WHAT TO DO = Could you rewrite the records below, changing "AR game engine" to "mobile game engine" everywhere and leaving everything else the same?

BEGIN MATERIAL PROVIDED

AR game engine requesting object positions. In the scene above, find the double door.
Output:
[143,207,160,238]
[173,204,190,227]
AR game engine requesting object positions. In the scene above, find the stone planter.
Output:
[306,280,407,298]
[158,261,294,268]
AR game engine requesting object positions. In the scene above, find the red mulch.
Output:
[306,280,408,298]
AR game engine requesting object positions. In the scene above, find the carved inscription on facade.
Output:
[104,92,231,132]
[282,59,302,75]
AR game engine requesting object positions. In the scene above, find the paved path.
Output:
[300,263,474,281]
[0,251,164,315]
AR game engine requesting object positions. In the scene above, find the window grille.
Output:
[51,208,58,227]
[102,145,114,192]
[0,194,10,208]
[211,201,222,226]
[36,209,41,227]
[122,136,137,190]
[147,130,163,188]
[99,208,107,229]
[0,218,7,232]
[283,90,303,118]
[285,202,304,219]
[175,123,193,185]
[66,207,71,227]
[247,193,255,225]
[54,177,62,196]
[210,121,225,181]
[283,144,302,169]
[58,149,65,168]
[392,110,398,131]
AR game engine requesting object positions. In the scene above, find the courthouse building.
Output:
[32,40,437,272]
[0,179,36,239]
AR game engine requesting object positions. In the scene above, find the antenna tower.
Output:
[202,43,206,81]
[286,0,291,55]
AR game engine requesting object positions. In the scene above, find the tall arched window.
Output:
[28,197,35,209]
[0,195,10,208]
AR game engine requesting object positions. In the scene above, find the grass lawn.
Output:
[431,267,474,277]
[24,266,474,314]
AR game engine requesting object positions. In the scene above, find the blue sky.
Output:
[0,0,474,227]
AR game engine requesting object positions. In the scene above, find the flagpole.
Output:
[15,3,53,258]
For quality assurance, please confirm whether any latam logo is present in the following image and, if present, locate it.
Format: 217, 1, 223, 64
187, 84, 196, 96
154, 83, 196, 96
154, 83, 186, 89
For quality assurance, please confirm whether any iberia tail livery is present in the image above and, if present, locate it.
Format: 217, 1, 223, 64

END MATERIAL PROVIDED

FULL ANSWER =
mobile game engine requesting object positions. In the scene above, find the double door.
Output:
[143,207,160,238]
[173,204,190,227]
mobile game engine requesting object positions. In the scene above, find the stone planter.
Output:
[306,280,407,298]
[158,261,294,268]
mobile game engine requesting object positions. In the scene above, find the red mulch.
Output:
[306,280,408,298]
mobile game engine requesting object positions. In the scene above, find the carved inscription on facade.
Output:
[104,92,231,132]
[282,59,302,75]
mobile game engine requesting object positions. In the scene above, find the paved path.
Output:
[300,263,474,281]
[0,251,164,315]
mobile game engine requesting object positions. In the scene above, find the window grille.
Output:
[51,208,58,227]
[102,145,114,192]
[0,194,10,208]
[211,201,222,226]
[36,209,41,227]
[122,136,137,190]
[147,130,163,188]
[99,208,107,229]
[0,218,7,232]
[283,90,303,118]
[285,202,304,219]
[175,123,193,185]
[66,207,71,227]
[247,193,255,225]
[54,177,62,196]
[210,121,225,181]
[283,144,302,169]
[58,149,65,168]
[392,110,398,131]
mobile game engine requesting object positions. In the scene above, find the courthouse building.
Output:
[32,40,437,272]
[0,179,36,239]
mobile game engine requesting object positions. In the scene above, find the antenna tower.
Output:
[202,43,206,81]
[286,0,291,55]
mobile game engine requesting object positions. In the scene above, find the tall arched window.
Output:
[28,197,35,209]
[0,195,10,208]
mobile game engine requesting object positions. In the scene above, find the grass lawn.
Output:
[431,267,474,277]
[24,266,474,314]
mobile game engine requesting object positions. In the scene above, find the blue sky.
Output:
[0,0,474,227]
mobile game engine requesting object positions. In the scene above, find the flagpole.
Output:
[15,3,53,258]
For quality assurance, please confirm whether any latam logo is present in the following image and, if present, locate it.
Format: 217, 1, 223, 64
187, 84, 196, 96
154, 83, 196, 96
154, 83, 186, 89
For quality assurance, please confirm whether any iberia tail livery is present in the image above and, if present, locate it.
Format: 217, 1, 223, 64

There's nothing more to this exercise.